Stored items

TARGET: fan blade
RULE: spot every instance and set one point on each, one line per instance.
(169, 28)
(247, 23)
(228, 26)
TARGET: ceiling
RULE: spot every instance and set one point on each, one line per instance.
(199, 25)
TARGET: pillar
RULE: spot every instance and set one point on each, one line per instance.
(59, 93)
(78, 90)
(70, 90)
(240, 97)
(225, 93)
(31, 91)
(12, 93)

---

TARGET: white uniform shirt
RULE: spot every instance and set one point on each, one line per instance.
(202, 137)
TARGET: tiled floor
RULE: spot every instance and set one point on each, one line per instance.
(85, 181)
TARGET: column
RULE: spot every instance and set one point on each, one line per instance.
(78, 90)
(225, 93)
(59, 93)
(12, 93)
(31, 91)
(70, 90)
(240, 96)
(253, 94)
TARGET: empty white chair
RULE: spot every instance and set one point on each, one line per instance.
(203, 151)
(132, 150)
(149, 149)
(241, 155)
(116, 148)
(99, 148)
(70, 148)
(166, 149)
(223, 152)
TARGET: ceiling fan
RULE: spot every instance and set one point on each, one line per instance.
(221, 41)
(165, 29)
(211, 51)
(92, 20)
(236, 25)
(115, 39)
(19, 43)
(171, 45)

--

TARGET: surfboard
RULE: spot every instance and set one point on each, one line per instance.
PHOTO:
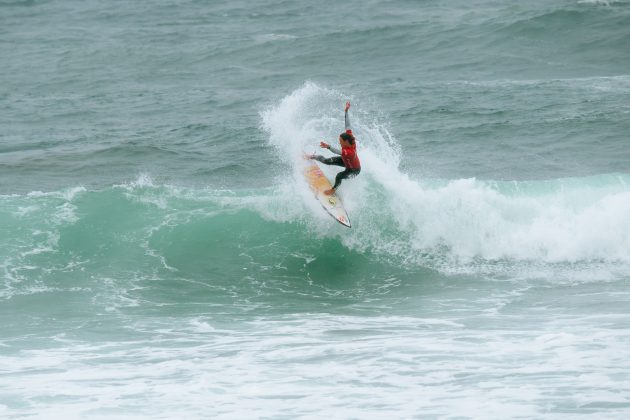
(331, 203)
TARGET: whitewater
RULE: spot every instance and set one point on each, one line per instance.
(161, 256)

(WHAT TO DO) From the entries above, show each line that includes the string "TARGET".

(EXERCISE OUTPUT)
TARGET: fan blade
TARGET: ceiling
TARGET: pillar
TARGET: white uniform shirt
TARGET: tiled floor
TARGET: column
TARGET: empty white chair
TARGET: ceiling fan
TARGET: surfboard
TARGET: whitewater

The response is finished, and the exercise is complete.